» **STATED TASK**: Could you output the data from the line containing "I'm certain the log" through the line containing "[314,210,440,300]", both included, as a JSON list of strings with one string per line and no blank lines?
──────── MATERIAL PROVIDED
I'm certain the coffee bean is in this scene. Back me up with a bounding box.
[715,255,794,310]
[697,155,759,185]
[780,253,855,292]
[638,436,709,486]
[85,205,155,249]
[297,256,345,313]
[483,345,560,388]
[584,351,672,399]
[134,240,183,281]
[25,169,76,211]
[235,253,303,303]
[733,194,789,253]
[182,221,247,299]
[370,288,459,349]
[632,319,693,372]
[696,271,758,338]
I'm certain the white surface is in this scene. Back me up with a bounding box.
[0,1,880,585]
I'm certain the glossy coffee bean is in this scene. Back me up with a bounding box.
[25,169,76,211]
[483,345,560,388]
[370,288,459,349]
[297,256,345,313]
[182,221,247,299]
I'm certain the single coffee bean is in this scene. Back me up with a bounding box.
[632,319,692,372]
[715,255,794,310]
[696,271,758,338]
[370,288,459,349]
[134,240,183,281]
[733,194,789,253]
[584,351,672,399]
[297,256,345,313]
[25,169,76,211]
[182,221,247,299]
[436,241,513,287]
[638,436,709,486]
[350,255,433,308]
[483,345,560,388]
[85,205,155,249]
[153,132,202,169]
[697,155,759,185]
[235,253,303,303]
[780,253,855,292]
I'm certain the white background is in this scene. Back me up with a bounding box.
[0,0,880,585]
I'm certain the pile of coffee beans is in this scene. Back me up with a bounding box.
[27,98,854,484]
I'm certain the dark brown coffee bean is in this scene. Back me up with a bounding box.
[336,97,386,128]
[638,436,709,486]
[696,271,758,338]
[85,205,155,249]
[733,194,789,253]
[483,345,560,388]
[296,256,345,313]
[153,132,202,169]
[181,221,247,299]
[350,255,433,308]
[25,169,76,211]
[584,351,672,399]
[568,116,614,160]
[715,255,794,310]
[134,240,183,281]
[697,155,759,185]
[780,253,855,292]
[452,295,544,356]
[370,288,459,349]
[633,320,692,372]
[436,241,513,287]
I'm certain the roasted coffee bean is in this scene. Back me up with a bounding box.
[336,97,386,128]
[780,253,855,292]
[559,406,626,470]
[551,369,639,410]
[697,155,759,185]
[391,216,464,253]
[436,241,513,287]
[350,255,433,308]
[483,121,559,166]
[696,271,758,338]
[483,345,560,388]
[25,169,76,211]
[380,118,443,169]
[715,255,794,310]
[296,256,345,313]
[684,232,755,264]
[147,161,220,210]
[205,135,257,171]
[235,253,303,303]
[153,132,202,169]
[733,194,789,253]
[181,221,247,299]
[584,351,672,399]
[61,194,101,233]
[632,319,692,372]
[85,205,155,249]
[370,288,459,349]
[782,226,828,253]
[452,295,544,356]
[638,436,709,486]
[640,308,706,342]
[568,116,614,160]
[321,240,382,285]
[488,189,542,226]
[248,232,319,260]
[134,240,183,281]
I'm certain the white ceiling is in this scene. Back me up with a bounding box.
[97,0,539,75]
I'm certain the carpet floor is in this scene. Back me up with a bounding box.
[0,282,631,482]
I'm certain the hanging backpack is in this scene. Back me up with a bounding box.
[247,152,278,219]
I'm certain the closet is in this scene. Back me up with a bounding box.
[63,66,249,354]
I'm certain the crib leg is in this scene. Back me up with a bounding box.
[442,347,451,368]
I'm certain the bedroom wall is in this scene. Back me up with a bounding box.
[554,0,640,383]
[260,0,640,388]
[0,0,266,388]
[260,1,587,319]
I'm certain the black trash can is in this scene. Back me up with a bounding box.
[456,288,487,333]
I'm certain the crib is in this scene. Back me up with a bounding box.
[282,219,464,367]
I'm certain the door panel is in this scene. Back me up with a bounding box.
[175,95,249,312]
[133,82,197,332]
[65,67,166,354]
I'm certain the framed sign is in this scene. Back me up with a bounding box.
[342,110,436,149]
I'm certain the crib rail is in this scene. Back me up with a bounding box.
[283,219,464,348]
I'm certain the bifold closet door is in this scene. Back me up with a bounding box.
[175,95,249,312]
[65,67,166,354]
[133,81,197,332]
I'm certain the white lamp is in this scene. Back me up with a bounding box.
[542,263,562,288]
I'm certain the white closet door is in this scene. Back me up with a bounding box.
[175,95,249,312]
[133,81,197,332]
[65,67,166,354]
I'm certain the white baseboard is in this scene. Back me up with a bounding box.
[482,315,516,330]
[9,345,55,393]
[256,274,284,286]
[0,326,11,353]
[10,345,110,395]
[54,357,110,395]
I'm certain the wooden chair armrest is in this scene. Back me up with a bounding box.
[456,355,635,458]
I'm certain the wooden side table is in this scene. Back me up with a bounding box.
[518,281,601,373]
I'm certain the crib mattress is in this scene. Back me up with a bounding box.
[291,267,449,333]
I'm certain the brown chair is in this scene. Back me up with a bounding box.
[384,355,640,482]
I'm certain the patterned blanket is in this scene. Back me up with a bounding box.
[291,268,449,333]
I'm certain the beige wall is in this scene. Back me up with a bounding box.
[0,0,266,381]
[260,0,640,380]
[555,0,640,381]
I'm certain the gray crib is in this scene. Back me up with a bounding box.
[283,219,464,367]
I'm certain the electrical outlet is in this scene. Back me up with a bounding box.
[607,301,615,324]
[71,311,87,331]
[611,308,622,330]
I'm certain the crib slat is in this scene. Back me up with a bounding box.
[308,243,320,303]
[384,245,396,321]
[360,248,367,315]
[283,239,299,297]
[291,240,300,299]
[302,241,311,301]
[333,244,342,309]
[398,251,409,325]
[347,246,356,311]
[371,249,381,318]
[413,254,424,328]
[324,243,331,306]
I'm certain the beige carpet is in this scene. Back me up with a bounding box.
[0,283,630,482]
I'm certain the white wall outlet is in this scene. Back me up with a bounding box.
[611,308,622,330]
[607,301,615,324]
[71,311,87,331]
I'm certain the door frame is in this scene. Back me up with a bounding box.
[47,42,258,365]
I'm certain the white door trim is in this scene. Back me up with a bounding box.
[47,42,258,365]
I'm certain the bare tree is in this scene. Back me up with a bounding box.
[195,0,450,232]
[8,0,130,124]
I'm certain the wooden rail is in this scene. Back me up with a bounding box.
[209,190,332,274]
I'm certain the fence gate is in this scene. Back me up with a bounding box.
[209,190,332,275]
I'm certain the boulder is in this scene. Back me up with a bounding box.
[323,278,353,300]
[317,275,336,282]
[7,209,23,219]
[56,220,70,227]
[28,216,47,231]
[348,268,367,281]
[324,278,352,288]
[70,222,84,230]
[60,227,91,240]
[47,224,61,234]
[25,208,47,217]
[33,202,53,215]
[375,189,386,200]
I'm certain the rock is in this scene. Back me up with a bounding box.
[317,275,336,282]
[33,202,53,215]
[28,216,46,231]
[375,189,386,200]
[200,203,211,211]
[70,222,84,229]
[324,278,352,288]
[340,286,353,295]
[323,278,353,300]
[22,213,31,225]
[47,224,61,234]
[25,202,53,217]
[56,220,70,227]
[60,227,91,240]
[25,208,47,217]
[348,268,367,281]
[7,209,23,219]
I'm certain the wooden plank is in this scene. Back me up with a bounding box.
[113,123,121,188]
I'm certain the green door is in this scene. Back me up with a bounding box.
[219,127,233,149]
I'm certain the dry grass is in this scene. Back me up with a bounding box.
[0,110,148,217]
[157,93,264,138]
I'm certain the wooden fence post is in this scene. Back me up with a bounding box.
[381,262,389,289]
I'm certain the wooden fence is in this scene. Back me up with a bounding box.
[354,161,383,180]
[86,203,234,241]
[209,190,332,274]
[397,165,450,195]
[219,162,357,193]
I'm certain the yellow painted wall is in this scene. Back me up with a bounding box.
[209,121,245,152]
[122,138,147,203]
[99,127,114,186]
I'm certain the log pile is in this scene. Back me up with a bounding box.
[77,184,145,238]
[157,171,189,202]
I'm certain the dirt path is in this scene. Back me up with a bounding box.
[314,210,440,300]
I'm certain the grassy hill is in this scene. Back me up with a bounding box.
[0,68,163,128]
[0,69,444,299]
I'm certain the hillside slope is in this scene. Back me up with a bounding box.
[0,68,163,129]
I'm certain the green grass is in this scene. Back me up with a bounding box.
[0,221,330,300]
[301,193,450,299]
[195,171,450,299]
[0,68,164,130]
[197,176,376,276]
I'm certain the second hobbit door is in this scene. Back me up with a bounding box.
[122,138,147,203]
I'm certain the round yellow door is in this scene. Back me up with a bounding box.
────────────────
» **THE COMPLETED TASK**:
[
  "I'm certain the log pile is in this scene. Back me up with a bounding box.",
  "[77,184,145,238]",
  "[157,171,189,202]",
  "I'm certain the dirt path is in this scene. Back me up with a bounding box.",
  "[314,210,440,300]"
]